» **Supplied passage**

__________________________________________________

Wednesday, November 07, 2007

Behind the Wire Guest Speakers Series

Behind the Wire Programs
Get Informed!



A number of special Behind the Wire public programs are scheduled in conjunction with the exhibition. Distinguished scholars, humanitarians, survivors of war and experts in their fields offer a series of talks on issues related to international conflicts and consequences of war. Stay tuned for more talks currently being scheduled for January and February 2008.

November 7, 2007, 7-9pm
Behind the Wire Exhibit Opening and Reception
Special Guest: Katy Hedalen performs We’ll Meet Again


We’ll Meet Again, composed by Ross Parker and lyrics by Hughie Charles was popularized by British singer Vera Lynn during World War II. The song resonated with soldiers who were going off to war leaving their loved ones behind. West Vancouver soprano singer Katy Hedalen sings We’ll Meet Again as a special tribute to those who served and dedicated their lives.

November 14, 7-8:30pm
Guest speaker: Major Harjit Sajjan, Reservist, British Columbia Regiment, Reconnaissance Squadron
Topic: The Canadian Forces in Afghanistan Protecting Canadians-Rebuilding Afghanistan

Major Harjit Saijan, a Reservist with the British Columbia Regiment where he is Officer Commanding, Reconnaissance Squadron, served in Afghanistan in 2006 under Brigadier General David Fraser, Commander of the Multi-National Brigade. Major Sajjan shares his personal experiences and discusses the Canadian Forces contribution in Afghanistan.

__________________________________________________

» **Material shown**
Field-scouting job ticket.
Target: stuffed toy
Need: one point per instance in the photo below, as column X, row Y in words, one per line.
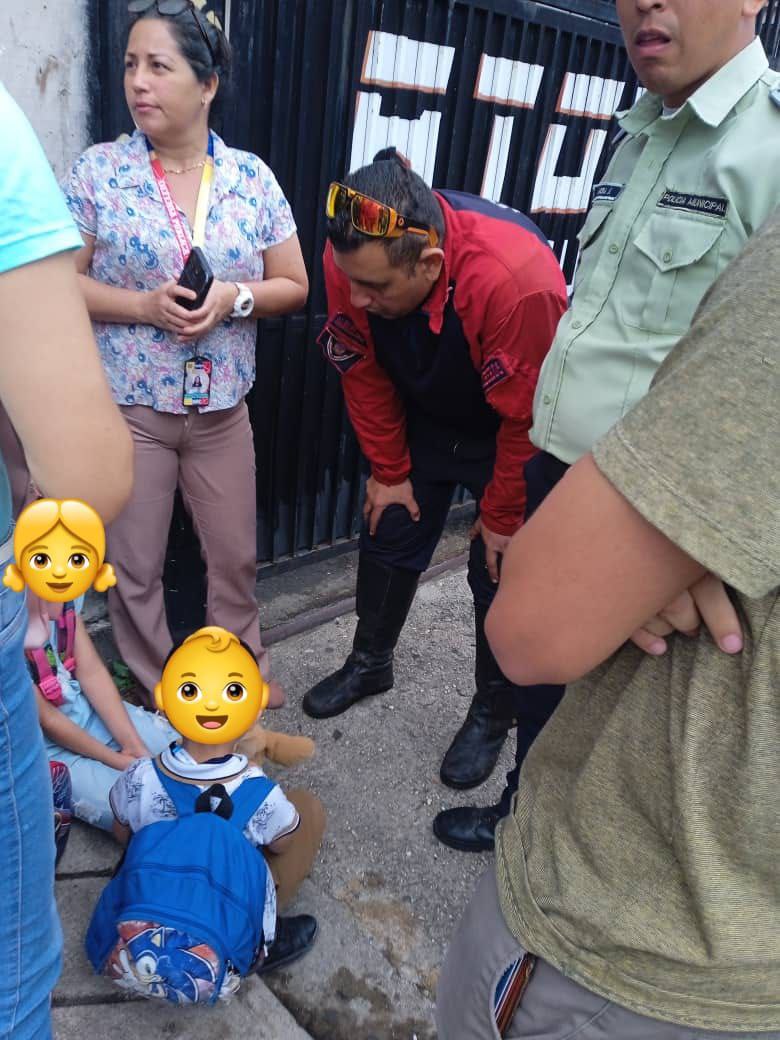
column 259, row 744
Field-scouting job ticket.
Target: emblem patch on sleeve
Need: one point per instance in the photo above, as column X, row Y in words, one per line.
column 494, row 371
column 607, row 192
column 341, row 342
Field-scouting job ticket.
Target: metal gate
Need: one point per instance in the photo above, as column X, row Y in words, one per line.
column 510, row 99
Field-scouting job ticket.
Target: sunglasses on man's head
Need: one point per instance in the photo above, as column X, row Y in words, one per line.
column 174, row 7
column 373, row 217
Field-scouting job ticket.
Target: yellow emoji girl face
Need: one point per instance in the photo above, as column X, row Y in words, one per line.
column 59, row 547
column 59, row 566
column 211, row 689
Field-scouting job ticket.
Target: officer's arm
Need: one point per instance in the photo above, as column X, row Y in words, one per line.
column 581, row 575
column 513, row 351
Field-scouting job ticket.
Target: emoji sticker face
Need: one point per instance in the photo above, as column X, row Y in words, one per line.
column 59, row 547
column 211, row 689
column 59, row 567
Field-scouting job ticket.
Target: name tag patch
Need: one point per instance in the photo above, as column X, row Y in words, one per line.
column 695, row 204
column 606, row 192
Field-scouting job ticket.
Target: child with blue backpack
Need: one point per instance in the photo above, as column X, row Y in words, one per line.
column 85, row 723
column 193, row 905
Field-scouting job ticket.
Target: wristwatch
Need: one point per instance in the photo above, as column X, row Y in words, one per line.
column 244, row 304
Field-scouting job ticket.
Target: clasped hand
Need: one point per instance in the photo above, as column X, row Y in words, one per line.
column 162, row 309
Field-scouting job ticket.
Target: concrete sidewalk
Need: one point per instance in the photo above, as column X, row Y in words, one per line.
column 386, row 893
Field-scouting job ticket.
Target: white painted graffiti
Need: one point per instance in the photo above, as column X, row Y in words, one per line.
column 400, row 62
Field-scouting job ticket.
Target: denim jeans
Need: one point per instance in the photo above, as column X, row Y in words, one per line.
column 30, row 937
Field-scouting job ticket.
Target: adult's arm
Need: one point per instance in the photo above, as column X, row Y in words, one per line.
column 55, row 391
column 579, row 577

__________________________________________________

» **Task brief**
Write what comes next in the Behind the Wire speaker series listing, starting right after its last sentence about Major Sajjan's talk.

» **Result of this task**
November 21, 7-8:30pm
Guest speaker: Lauryn Oates, Vice-President, Canadian Women for Women in Afghanistan
Topic: Women and War in Afghanistan


Lauryn Oates is a professional human rights advocate and international development practitioner, with expertise in gender and women’s human rights. Since 1996, Oates has worked as an activist for women's rights in Afghanistan as founder of the Vancouver and Montreal Chapters of the non-profit solidarity network, Canadian Women for Women in Afghanistan. She managed the CIDA-funded Women's Rights in Afghanistan Fund and other projects supporting women's movements and peace building in the Middle East and Central Asia from 2002-2006 at the International Centre for Human Rights and Democratic Development. Her talk focuses on how the ongoing war in Afghanistan has affected the lives of Afghan women.

November 27, 7pm at the West Vancouver Memorial Library (1950 Marine Drive, West Vancouver)
Special guest: David Paperny, President, Paperny Films
Documentary Screening of Forced March to Freedom, Paperny Films, 2001


David Paperny’s documentary film Forced March to Freedom, is based on a book of the same name written and illustrated by Robert Buckham. The film illustrates the experiences of Canadian air personnel imprisoned in German PoW camps during World War II.

At the end of the Second World War, ten thousand prisoners of war anticipated liberation courtesy the advancing Russian Red Army. The retreating Germans forced the prisoners to march out of Stalag Luft III in the dead of winter toward the center of a collapsing Third Reich in order to keep the PoW’s as hostages. Forced March to Freedom tells the story of this amazing test of endurance through the eyes of Robert Buckham, a bomber pilot and artist who produced countless sketches and watercolours of prison camp life, as well as one of the only chronicles of the forced march itself. Interviews with Buckham and other PoW's accentuate the sketches of camp life and the march as well as the few actual photographs of the march known to exist. The film producer David Paperny gives you the inside account of making the documentary film.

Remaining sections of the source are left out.